▸ **SOURCE TEXT**:
PrEP knowledge, attitudes and usage among Black African communities in England

There is overwhelming evidence of the effectiveness of PrEP at preventing HIV transmission. Public Health England has credited PrEP as a key factor for the dramatic drop in new HIV diagnoses in the UK, particularly among gay, bisexual and other men who have sex with men (GBM) (PHE, 2019). Recently, it was announced by the UK government that PrEP would become routinely available across England by autumn 2020.

Despite making up less than 1.8% of the British population (ONS, 2020), Black Africans (BA) are over-represented in the rates of new HIV diagnoses every year. The latest figures showed that they constituted 44% of all new heterosexual HIV cases (PHE, 2019). This population stands to benefit from PrEP, however, there is very limited evidence answering the following questions:

  • Whether Black African communities in the UK are aware of PrEP.
  • Whether Black African communities in the UK are willing to use PrEP.
  • Whether Black African communities are currently using PrEP.
  • Whether the current and forthcoming access options are acceptable for Black African communities.

To determine the knowledge of and attitudes towards PrEP in BA communities in England ahead of the rollout of routine commissioning of PrEP, HIV Prevention England (HPE) is currently reviewing available research and health promotion programme data, including HPE community and evaluation survey results and PHE innovation fund reports.

Key findings

PrEP Knowledge

Initial data suggests that knowledge of PrEP is very low among BA men and women particularly compared to GBM counterparts. HPE ran a small face-to-face community survey in 2019 for BA men and women where only 22% (15/68) people were aware of PrEP. An online survey that was run as part of the It Starts With Me (ISWM) 2019 campaign evaluation found also that just 53% (124/234) of BA had heard about PrEP before, compared to 84% (465/554) of GBM.

▸ **PROMPT 1**: In the PrEP text's latest figures, what share of all new heterosexual HIV cases did Black Africans make up?
▸ **PROMPT 2**: Reproduce the part of the PrEP text starting at "There is overwhelming" and ending at "are aware of PrEP.".
▸ **PROMPT 3**: Check each statement against the PrEP text: (a) In HPE's 2019 face-to-face community survey, 22% of people were aware of PrEP. (b) The UK government announced that PrEP would become routinely available across England by spring 2020. (c) Black Africans make up more than 5% of the British population.
Rely only on the PrEP text to answer.

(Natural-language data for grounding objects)
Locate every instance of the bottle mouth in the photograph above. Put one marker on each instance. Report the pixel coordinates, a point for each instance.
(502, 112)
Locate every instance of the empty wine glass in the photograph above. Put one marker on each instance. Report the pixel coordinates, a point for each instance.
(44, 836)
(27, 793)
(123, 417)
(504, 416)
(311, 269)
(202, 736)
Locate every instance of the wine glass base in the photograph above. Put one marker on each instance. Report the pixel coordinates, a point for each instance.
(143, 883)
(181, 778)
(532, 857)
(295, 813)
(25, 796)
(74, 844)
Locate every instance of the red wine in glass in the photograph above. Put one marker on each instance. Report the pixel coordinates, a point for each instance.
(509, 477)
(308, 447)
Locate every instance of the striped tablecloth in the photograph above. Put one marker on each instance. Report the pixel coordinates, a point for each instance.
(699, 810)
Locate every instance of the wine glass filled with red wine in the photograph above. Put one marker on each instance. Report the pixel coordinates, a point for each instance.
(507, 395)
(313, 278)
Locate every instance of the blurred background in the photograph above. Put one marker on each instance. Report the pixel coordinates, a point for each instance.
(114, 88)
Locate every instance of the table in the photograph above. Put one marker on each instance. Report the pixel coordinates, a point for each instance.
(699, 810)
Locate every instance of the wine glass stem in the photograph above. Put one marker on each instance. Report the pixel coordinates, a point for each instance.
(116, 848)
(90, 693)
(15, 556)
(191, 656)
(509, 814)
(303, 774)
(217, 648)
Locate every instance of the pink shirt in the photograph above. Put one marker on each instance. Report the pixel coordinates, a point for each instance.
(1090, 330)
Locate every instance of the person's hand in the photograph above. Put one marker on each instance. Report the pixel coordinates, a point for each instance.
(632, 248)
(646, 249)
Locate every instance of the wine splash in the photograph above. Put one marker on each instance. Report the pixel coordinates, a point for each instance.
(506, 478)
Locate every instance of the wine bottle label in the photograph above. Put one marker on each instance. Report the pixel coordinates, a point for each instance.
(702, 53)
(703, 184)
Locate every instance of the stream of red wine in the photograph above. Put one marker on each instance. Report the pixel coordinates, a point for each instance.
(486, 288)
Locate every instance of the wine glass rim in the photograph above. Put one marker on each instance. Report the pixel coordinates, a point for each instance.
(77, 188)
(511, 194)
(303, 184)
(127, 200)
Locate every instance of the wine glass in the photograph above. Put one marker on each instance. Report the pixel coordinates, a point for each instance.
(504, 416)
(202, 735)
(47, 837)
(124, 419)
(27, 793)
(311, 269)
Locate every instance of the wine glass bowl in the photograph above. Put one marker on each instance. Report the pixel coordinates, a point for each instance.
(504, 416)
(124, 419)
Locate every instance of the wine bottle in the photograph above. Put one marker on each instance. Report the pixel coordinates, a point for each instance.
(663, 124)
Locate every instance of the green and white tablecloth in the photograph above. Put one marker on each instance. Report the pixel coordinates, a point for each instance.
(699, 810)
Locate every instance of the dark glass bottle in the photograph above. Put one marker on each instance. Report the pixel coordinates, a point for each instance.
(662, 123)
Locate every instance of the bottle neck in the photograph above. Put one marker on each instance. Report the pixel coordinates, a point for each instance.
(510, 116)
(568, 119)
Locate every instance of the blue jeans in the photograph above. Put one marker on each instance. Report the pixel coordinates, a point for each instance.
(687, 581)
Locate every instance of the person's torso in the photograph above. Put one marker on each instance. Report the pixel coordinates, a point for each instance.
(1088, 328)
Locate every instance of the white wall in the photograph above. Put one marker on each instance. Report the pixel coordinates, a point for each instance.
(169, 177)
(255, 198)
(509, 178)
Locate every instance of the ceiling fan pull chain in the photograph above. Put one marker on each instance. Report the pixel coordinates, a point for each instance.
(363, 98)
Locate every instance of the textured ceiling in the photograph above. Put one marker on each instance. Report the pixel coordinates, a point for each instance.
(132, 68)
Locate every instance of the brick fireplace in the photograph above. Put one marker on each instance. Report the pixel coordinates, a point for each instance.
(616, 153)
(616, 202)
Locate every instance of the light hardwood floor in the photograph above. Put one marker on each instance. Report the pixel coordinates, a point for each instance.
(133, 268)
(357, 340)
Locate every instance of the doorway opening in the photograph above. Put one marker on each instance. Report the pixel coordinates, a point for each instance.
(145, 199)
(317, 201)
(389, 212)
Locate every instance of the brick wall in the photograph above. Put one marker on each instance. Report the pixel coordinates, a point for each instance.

▸ **TASK RESPONSE 1**: 44%

▸ **TASK RESPONSE 2**:
There is overwhelming evidence of the effectiveness of PrEP at preventing HIV transmission. Public Health England has credited PrEP as a key factor for the dramatic drop in new HIV diagnoses in the UK, particularly among gay, bisexual and other men who have sex with men (GBM) (PHE, 2019). Recently, it was announced by the UK government that PrEP would become routinely available across England by autumn 2020.

Despite making up less than 1.8% of the British population (ONS, 2020), Black Africans (BA) are over-represented in the rates of new HIV diagnoses every year. The latest figures showed that they constituted 44% of all new heterosexual HIV cases (PHE, 2019). This population stands to benefit from PrEP, however, there is very limited evidence answering the following questions:

  • Whether Black African communities in the UK are aware of PrEP.

▸ **TASK RESPONSE 3**:
(a) Yes: "only 22% (15/68) people were aware of PrEP"
(b) No: "PrEP would become routinely available across England by autumn 2020"
(c) No: "Despite making up less than 1.8% of the British population"